AUFGABE — Gib alle Zeilen des Materials von der Zeile mit „target=mercury outboard motor“ bis einschließlich der Zeile mit „[462,486,491,520]“ erneut aus und addiere dabei zu jeder Koordinate in den Rahmenangaben 135. Alle anderen Zeilen übernimmst du unverändert.

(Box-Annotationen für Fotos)
+ + + + +
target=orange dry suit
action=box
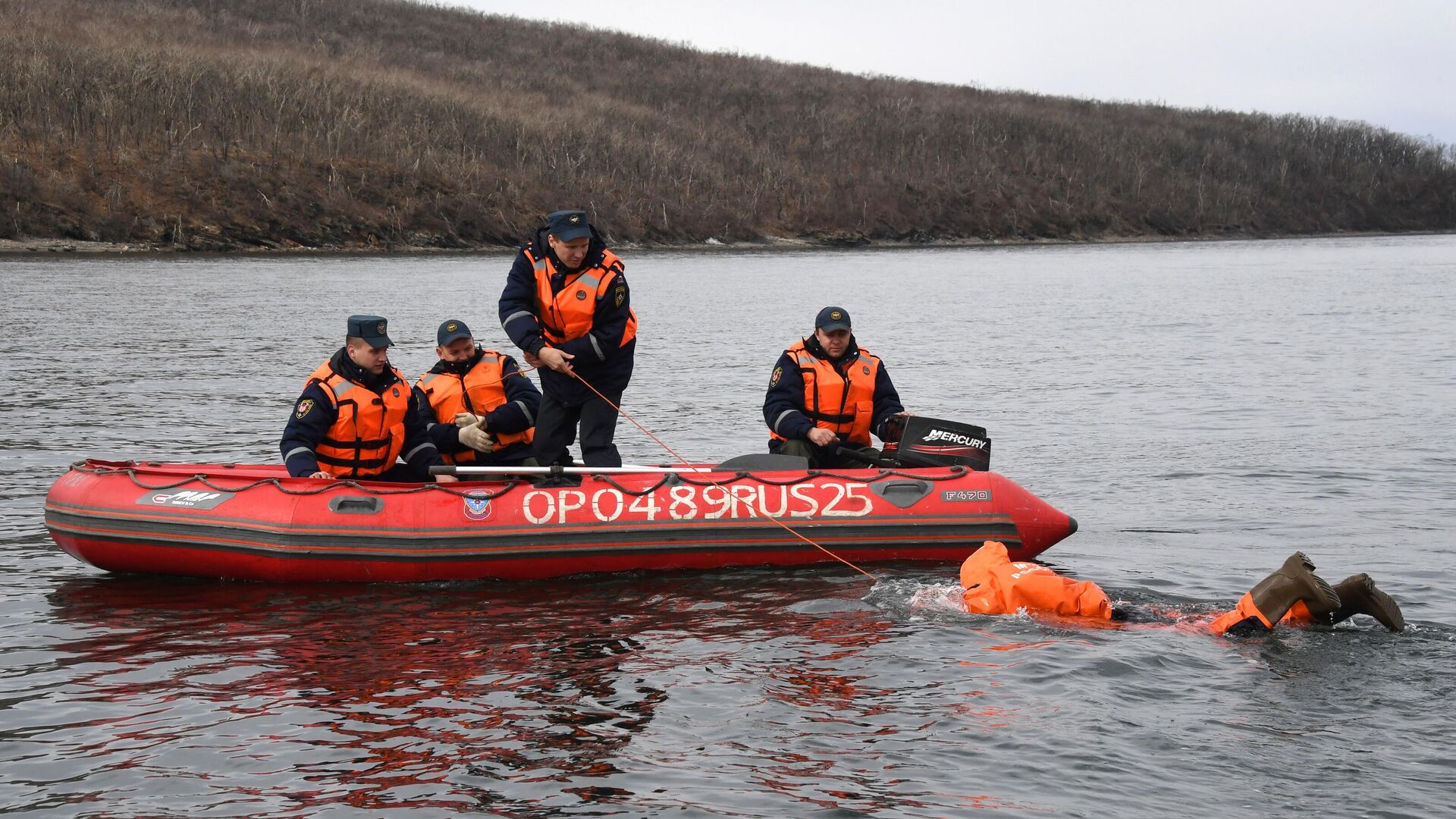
[769,338,880,447]
[961,541,1112,620]
[521,245,636,344]
[304,362,410,478]
[415,350,535,463]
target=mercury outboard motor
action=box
[885,416,992,472]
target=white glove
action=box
[456,413,485,427]
[460,425,495,452]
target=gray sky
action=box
[435,0,1456,144]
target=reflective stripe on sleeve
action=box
[774,410,798,436]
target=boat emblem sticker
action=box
[136,490,234,509]
[462,486,491,520]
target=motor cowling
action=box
[885,416,992,472]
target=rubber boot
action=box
[1328,571,1405,631]
[1249,552,1339,626]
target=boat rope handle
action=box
[566,370,880,582]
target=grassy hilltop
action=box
[0,0,1456,249]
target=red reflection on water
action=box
[51,579,665,810]
[39,576,899,813]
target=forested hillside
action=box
[0,0,1456,249]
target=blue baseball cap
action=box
[814,307,849,332]
[348,316,394,348]
[546,210,592,242]
[435,319,475,347]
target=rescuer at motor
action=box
[763,307,905,469]
[281,310,456,484]
[415,319,541,466]
[500,210,638,466]
[961,541,1405,635]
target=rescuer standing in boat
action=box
[500,210,636,466]
[961,541,1405,635]
[763,307,905,469]
[415,319,541,466]
[281,316,456,484]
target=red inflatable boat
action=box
[46,451,1078,582]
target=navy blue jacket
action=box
[500,228,636,406]
[763,335,904,446]
[415,347,541,466]
[280,347,441,481]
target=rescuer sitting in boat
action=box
[500,210,636,466]
[281,316,457,484]
[763,307,905,469]
[415,319,541,466]
[961,541,1405,635]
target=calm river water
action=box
[0,236,1456,817]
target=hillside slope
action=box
[0,0,1456,249]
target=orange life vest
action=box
[524,242,636,347]
[769,340,880,446]
[304,362,410,478]
[415,350,535,463]
[961,541,1112,620]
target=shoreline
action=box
[0,229,1456,258]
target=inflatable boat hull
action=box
[46,460,1076,582]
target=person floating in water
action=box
[961,541,1405,635]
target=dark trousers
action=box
[533,392,622,466]
[769,438,880,469]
+ + + + +
ANTWORT ZUR AUFGABE —
target=mercury outboard motor
action=box
[1020,551,1127,607]
target=white glove
action=box
[591,548,620,562]
[595,560,630,587]
target=gray sky
action=box
[570,135,1591,279]
target=reflective stripe on sleeve
action=box
[909,545,933,571]
target=boat emblem sticker
action=box
[271,625,369,644]
[597,621,626,655]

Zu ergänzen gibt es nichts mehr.